▶ To do
Repeat word for word the part of the passage on commercial law starting with "In countries where" and going on through "declarations of bankruptcy.".

▶ Excerpted text
>> Begin
Commercial law arose in the Middle Ages along with the development of international trade in the Mediterranean area and was referred to as the law merchant (lex mercatorid). It took shape as a body of customary rules and principles relating to merchants and mercantile transactions and was fixed in city statutes or statutes of merchant guilds. Among the early collections of these rules and principles were the Ragusa Statutes and the Rhodian Sea Law. In certain countries, such as Germany, the codification of commercial legislation preceded that of civil legislation.

In countries where it forms a separate body of jurisprudence, commercial law regulates the activities of business associations and sets forth procedures for the registration of business associations and the keeping of such records as journals. It also deals with questions of agency, the circulation of securities (checks, notes, stock certificates), and procedures governing commercial transactions and the dissolution of business associations, in particular, declarations of bankruptcy.
>> End
(Location annotation dataset excerpts)
>> Begin
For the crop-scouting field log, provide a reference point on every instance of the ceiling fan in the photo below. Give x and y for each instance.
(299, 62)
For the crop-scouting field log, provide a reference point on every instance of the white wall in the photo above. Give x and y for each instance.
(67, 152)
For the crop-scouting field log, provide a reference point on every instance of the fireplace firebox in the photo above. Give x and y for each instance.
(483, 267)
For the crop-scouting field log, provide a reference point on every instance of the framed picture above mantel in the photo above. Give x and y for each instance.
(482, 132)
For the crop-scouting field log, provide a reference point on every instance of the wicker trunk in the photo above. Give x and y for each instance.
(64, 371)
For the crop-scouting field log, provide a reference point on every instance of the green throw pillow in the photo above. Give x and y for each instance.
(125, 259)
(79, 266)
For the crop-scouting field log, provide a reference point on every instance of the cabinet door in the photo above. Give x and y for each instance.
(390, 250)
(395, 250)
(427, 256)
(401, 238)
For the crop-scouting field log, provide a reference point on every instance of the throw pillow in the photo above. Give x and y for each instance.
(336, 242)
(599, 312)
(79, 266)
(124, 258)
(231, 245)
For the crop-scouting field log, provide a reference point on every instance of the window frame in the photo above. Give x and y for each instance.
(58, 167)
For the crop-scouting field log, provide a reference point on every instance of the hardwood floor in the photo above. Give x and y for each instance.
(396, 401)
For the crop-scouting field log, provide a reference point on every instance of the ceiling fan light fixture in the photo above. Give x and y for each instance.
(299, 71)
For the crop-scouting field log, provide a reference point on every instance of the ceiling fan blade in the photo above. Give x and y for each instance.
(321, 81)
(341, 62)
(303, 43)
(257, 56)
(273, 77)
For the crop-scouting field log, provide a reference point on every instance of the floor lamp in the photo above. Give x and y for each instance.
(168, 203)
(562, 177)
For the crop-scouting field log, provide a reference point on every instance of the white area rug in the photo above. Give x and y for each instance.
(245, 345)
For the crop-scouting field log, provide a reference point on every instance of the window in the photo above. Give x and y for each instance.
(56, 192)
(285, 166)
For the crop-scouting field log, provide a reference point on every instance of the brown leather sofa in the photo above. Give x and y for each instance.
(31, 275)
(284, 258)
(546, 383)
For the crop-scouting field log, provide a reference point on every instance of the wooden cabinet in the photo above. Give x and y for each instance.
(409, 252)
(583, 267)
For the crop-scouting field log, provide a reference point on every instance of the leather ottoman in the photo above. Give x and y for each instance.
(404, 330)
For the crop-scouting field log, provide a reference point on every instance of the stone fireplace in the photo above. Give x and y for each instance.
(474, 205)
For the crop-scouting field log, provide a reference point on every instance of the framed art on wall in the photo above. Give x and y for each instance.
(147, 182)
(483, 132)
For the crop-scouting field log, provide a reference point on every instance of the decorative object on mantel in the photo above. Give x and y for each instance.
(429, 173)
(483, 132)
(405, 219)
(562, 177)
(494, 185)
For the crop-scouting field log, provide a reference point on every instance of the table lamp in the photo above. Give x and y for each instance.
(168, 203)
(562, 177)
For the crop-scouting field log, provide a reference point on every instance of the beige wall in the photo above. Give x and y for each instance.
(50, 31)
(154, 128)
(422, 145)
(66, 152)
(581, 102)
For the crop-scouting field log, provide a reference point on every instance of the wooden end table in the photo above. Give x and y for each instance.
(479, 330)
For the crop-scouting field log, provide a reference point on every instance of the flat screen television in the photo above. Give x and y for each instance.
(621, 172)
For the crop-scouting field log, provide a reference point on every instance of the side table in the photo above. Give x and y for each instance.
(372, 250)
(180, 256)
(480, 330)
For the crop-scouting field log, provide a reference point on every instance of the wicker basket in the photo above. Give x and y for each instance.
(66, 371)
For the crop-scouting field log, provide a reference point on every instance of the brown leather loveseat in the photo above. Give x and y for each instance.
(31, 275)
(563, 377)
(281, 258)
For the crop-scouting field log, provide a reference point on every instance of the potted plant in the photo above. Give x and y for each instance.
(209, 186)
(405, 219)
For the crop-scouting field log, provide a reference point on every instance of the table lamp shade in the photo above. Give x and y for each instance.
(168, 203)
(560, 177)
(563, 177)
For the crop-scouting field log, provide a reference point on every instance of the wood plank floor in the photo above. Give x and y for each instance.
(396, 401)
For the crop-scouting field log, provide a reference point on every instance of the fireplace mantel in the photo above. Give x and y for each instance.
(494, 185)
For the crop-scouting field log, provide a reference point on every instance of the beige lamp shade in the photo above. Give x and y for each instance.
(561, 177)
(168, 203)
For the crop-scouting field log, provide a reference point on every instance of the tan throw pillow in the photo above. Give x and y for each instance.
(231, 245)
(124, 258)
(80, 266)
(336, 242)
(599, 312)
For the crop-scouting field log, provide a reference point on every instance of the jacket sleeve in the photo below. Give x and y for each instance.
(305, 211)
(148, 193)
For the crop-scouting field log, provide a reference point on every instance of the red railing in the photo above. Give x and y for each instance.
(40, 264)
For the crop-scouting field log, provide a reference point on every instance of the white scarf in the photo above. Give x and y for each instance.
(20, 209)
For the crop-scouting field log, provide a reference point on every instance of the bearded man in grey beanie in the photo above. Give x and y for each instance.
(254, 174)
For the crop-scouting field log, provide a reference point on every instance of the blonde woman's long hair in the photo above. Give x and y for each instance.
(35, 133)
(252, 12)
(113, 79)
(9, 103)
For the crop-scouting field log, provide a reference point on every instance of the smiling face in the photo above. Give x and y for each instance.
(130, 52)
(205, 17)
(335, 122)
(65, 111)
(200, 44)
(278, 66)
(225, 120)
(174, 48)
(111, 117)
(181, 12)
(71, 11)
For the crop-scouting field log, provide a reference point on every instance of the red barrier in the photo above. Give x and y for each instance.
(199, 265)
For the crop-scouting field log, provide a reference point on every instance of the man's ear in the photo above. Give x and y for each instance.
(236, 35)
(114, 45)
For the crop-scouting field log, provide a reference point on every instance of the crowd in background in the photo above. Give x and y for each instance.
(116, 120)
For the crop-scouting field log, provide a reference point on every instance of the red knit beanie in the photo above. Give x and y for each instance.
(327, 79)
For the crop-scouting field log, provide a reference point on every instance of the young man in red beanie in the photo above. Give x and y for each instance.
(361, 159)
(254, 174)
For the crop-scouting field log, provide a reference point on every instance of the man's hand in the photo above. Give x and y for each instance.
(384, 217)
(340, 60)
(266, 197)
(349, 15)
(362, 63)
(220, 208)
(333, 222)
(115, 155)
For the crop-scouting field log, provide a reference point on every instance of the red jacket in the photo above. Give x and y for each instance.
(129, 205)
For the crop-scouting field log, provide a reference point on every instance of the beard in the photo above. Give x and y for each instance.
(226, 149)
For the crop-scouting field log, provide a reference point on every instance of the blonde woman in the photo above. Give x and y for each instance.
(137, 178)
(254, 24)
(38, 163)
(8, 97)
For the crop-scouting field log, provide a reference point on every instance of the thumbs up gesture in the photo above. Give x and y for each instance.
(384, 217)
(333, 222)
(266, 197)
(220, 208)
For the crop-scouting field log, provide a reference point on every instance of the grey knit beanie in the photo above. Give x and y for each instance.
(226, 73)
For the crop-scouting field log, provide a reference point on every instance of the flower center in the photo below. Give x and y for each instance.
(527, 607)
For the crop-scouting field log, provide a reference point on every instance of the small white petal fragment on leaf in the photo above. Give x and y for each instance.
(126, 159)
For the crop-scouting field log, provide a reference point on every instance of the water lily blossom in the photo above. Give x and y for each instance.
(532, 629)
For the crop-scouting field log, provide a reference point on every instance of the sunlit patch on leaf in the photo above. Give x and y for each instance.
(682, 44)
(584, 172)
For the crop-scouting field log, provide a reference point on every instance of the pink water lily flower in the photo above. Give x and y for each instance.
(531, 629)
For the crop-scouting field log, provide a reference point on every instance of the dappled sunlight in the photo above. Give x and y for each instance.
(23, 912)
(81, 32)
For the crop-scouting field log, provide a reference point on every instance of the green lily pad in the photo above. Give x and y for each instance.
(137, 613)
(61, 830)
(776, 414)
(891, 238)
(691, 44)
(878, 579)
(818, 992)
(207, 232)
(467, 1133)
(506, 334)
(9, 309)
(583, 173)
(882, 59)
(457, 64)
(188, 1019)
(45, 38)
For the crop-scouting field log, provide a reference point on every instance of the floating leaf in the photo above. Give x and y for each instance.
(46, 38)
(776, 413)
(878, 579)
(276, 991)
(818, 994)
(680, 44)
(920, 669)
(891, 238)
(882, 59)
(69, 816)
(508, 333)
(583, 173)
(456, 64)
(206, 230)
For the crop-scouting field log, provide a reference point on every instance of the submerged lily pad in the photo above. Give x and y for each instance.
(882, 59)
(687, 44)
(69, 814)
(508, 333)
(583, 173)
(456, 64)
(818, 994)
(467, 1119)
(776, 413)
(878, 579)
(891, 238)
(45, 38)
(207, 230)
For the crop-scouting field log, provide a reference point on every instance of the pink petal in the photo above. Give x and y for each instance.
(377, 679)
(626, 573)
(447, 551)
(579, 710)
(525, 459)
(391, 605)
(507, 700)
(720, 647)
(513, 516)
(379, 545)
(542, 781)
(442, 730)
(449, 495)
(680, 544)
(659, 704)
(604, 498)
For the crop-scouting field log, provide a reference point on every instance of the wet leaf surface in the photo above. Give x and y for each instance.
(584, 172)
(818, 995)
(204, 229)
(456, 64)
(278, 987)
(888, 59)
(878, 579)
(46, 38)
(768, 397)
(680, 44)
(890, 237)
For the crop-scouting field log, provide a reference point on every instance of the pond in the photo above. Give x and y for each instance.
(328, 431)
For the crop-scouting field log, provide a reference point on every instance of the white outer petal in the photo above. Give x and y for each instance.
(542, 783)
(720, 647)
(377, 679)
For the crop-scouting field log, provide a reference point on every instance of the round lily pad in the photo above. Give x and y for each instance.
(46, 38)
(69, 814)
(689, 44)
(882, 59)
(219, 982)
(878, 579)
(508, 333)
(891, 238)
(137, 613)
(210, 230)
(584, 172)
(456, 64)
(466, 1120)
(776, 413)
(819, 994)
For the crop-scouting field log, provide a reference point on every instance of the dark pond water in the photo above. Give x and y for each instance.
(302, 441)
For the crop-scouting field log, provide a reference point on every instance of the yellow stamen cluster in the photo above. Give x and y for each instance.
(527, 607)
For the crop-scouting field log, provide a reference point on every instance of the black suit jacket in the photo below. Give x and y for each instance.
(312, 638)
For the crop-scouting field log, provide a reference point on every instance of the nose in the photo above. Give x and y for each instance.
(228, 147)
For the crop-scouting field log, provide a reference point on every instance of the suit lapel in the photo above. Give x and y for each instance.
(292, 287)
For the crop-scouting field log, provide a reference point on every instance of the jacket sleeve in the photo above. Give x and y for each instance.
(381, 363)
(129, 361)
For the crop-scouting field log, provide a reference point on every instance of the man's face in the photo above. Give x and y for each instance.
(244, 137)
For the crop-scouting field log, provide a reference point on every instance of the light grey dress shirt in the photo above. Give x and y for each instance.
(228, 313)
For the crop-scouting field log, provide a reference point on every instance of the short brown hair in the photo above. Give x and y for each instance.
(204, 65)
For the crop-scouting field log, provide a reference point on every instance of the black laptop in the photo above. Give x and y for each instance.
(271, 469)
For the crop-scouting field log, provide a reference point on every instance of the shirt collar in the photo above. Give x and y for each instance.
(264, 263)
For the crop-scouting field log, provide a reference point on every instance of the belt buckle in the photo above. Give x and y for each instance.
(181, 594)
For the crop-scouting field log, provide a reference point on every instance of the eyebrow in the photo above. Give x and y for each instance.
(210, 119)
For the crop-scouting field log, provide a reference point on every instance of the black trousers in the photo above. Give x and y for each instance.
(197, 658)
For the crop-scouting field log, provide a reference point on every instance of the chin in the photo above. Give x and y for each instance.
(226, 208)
>> End
▶ Answer for this exercise
In countries where it forms a separate body of jurisprudence, commercial law regulates the activities of business associations and sets forth procedures for the registration of business associations and the keeping of such records as journals. It also deals with questions of agency, the circulation of securities (checks, notes, stock certificates), and procedures governing commercial transactions and the dissolution of business associations, in particular, declarations of bankruptcy.